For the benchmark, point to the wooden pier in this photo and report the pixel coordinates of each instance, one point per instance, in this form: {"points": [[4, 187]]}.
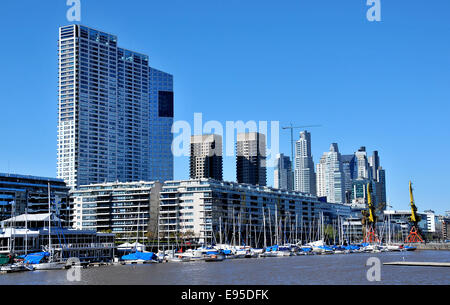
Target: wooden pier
{"points": [[418, 264]]}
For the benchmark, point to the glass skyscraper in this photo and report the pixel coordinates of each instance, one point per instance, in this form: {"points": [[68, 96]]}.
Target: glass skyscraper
{"points": [[115, 112]]}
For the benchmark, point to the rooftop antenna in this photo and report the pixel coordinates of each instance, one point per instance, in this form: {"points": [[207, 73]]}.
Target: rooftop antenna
{"points": [[292, 128]]}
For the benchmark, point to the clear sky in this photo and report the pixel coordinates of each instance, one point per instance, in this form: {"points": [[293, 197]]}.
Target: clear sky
{"points": [[383, 85]]}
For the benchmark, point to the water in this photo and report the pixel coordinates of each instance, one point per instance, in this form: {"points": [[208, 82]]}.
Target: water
{"points": [[338, 269]]}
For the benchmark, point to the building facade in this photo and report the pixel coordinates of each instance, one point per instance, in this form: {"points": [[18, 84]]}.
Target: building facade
{"points": [[115, 112], [129, 210], [283, 175], [251, 158], [305, 176], [330, 176], [206, 160], [21, 194], [214, 212]]}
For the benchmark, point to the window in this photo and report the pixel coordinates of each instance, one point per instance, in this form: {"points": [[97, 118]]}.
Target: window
{"points": [[165, 101]]}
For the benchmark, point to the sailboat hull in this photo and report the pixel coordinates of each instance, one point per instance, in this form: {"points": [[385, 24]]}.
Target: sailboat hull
{"points": [[49, 266]]}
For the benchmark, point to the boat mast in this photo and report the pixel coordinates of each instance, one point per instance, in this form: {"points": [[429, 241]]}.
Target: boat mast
{"points": [[264, 226], [220, 229], [49, 222]]}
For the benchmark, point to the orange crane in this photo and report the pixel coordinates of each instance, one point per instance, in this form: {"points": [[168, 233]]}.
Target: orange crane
{"points": [[370, 219], [414, 235]]}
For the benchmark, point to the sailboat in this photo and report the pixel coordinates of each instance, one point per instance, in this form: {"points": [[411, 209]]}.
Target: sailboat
{"points": [[46, 260]]}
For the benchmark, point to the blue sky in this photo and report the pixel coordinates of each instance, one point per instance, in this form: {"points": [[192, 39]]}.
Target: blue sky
{"points": [[381, 85]]}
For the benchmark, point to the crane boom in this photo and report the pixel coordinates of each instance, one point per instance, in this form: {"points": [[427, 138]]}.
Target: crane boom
{"points": [[414, 217], [370, 203]]}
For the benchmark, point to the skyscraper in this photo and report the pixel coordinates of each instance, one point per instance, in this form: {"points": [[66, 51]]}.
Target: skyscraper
{"points": [[320, 176], [362, 164], [283, 175], [251, 158], [115, 112], [206, 157], [330, 176], [374, 163], [348, 165], [305, 177]]}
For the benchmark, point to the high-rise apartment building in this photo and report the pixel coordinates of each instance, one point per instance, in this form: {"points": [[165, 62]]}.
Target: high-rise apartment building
{"points": [[305, 177], [115, 112], [283, 175], [206, 157], [330, 176], [362, 163], [251, 158]]}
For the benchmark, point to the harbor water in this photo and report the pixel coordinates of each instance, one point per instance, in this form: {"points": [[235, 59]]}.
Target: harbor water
{"points": [[337, 269]]}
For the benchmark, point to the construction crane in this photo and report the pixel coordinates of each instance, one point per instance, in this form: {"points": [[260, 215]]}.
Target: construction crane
{"points": [[414, 235], [370, 218], [292, 128]]}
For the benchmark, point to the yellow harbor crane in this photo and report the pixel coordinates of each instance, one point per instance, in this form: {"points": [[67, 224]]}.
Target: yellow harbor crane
{"points": [[370, 218], [414, 235]]}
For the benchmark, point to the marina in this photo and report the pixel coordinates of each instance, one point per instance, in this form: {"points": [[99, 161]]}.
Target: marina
{"points": [[294, 270]]}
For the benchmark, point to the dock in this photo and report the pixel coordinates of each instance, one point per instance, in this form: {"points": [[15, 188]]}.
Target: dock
{"points": [[418, 264]]}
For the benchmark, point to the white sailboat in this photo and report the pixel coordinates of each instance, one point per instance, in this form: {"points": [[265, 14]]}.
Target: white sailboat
{"points": [[51, 263]]}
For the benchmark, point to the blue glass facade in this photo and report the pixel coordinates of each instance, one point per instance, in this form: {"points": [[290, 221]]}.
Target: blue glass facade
{"points": [[110, 128]]}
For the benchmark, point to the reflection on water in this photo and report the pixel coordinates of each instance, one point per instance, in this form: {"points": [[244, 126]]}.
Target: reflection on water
{"points": [[300, 270]]}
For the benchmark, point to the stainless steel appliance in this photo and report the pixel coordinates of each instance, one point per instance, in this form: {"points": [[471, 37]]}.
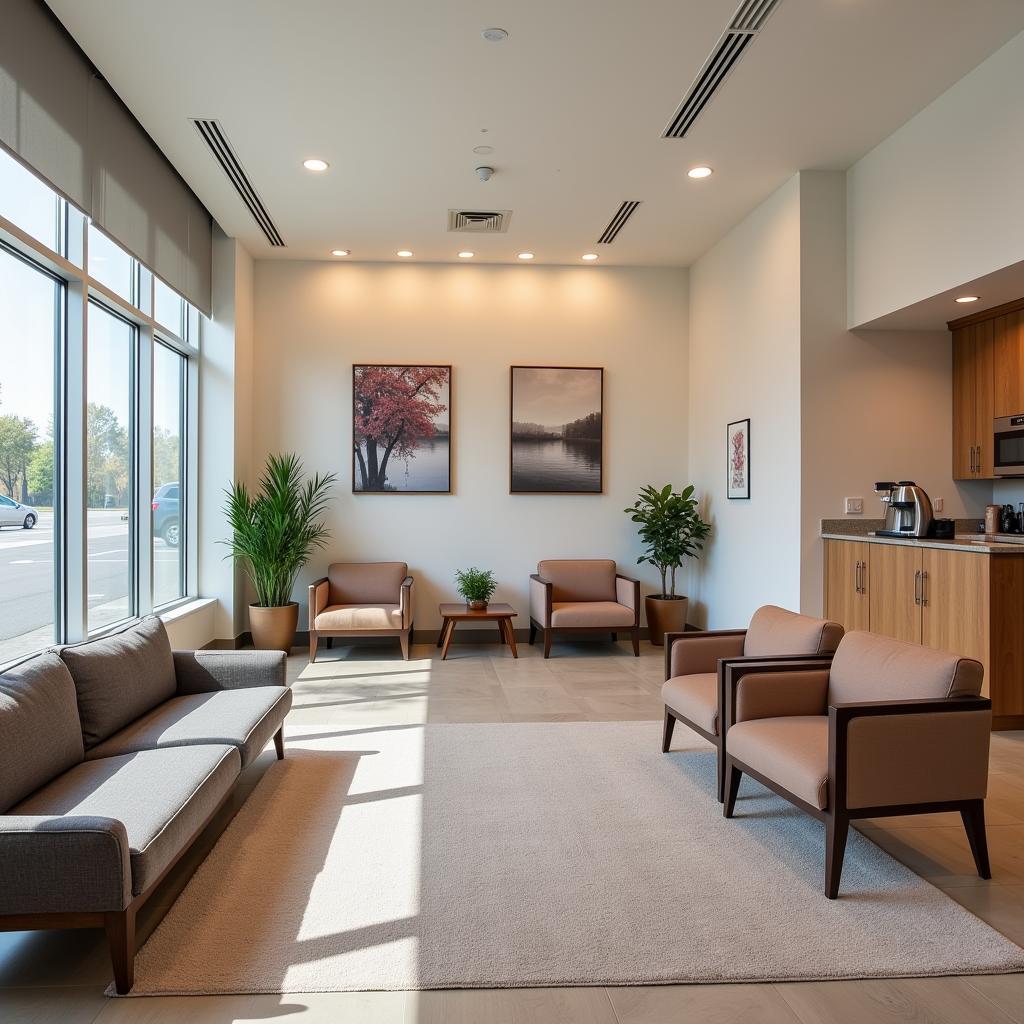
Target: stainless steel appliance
{"points": [[908, 509], [1008, 445]]}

● **Aim**: Repeat all of the records verbatim, leaving out the pictures.

● **Solution for this exercise**:
For the benchmark, point to the wooden pier in this photo and report the pixel coordinates of each instance, one point per instance, in this form: {"points": [[4, 187]]}.
Target: wooden pier
{"points": [[418, 264]]}
For the benchmark, point to the glass skyscraper in this photo and report the pixel coordinates of each instance, one point per instance, in this form: {"points": [[68, 96]]}.
Target: glass skyscraper
{"points": [[115, 112]]}
For the benchmark, point to the rooftop antenna in this photo and report the pixel coordinates of each instance, one point per instance, in this form: {"points": [[207, 73]]}.
Target: rooftop antenna
{"points": [[292, 128]]}
For the benchmark, point to the clear sky in this photo and report the pixel coordinates of each instance, one point per instance, in this form: {"points": [[293, 197]]}.
Target: clear sky
{"points": [[383, 85]]}
For the benchmark, point to the water in this photo and report the pixel coordinates of each instance, one point per instance, in this form: {"points": [[208, 82]]}.
Target: water
{"points": [[338, 269]]}
For the benchmark, point to the building facade in this photo and report the pixel coordinates of each instance, one point per instance, in this form: {"points": [[18, 84]]}.
Target: building facade
{"points": [[115, 112], [129, 210], [283, 175], [251, 158], [305, 176], [330, 176], [206, 160], [21, 194], [214, 212]]}
For the benchmark, point to the window in this photo and report the pixel coordinates of each instance, one point per instance, in this form: {"points": [[97, 118]]}.
Target: window
{"points": [[165, 101]]}
For the benchmark, point to the sailboat hull in this photo and report the pixel coordinates of each instance, one point per instance, in this form: {"points": [[385, 24]]}.
Target: sailboat hull
{"points": [[49, 266]]}
For the benchmark, point to the boat mast in this photo and report the pixel coordinates of each instance, one point per instance, in this form: {"points": [[429, 241]]}.
Target: boat mast
{"points": [[264, 226], [220, 229], [49, 222]]}
For the benchmark, point to the orange crane in this photo and report the pixel coordinates of each instance, one point per instance, in this form: {"points": [[168, 233]]}.
Target: orange crane
{"points": [[370, 219], [414, 235]]}
For the benchmark, point to the sailboat in this photo and report the pixel coordinates of each instance, one point per instance, in this form: {"points": [[411, 209]]}.
Target: sailboat
{"points": [[46, 260]]}
For the benchmark, point to the blue sky in this photo and report the pixel coordinates of each instance, one point per instance, in this form: {"points": [[192, 39]]}.
Target: blue sky
{"points": [[381, 85]]}
For the benchmark, point to the crane boom in this photo and report the pixel coordinates of each instance, one point per instance, in this form: {"points": [[427, 138]]}.
Target: crane boom
{"points": [[414, 217], [370, 203]]}
For the benchmark, point to the skyscraper in this photo and report the pixel coordinates of each instance, one point per instance, in this form: {"points": [[66, 51]]}.
Target: skyscraper
{"points": [[320, 176], [362, 164], [283, 175], [251, 158], [115, 112], [206, 157], [330, 176], [374, 163], [348, 165], [305, 177]]}
For the benchmark, point to the high-rise apartment building in this photo and report the pixel coordinates of each instance, one point per instance, in this form: {"points": [[165, 62]]}.
Target: high-rise apartment building
{"points": [[305, 177], [115, 112], [283, 175], [206, 157], [330, 176], [362, 163], [251, 158]]}
For the benchmark, point to the harbor water in this photo and report the pixel coordinates of each instance, one point per instance, in this form: {"points": [[235, 59]]}.
Target: harbor water
{"points": [[337, 269]]}
For the benchmark, point to the construction crane in this photo and report the pixel coordinates of each instance, one point per instance, in this form: {"points": [[260, 215]]}.
Target: construction crane
{"points": [[414, 235], [370, 218], [292, 128]]}
For the benchmark, point to the yellow harbor crane in this photo and report the pixel coordinates of each instance, one point per instance, in this form: {"points": [[67, 224]]}.
Target: yellow harbor crane
{"points": [[370, 218], [414, 235]]}
For the benchmark, point to the marina in this photo and report the pixel coordinates of each instance, one point per instance, in this form: {"points": [[99, 161]]}.
Target: marina
{"points": [[294, 270]]}
For the benchmark, point to the dock in this photo and report the pixel coordinates of each instance, one point per instance, in this form: {"points": [[15, 188]]}.
Target: dock
{"points": [[418, 264]]}
For the benchmark, point to the white sailboat in this photo and report the pixel coordinates of each instance, one point per instance, in this form: {"points": [[265, 14]]}.
Target: white sailboat
{"points": [[51, 263]]}
For the benchmark, point to the blue glass facade in this photo and report the pixel coordinates of each instance, one point per instance, in this form: {"points": [[290, 221]]}.
Target: blue glass facade
{"points": [[110, 128]]}
For the benchmark, point to the reflection on water in this photo and report the pixel coordinates of each instance, one point per instance, in this form: {"points": [[244, 126]]}.
Target: reflection on water
{"points": [[300, 270]]}
For the benchmark, point to the stainless steel appliance in this photo and report the pixel coordinates of each instance, one point per instance, in this form: {"points": [[471, 37]]}.
Target: stainless steel appliance
{"points": [[908, 509], [1008, 445]]}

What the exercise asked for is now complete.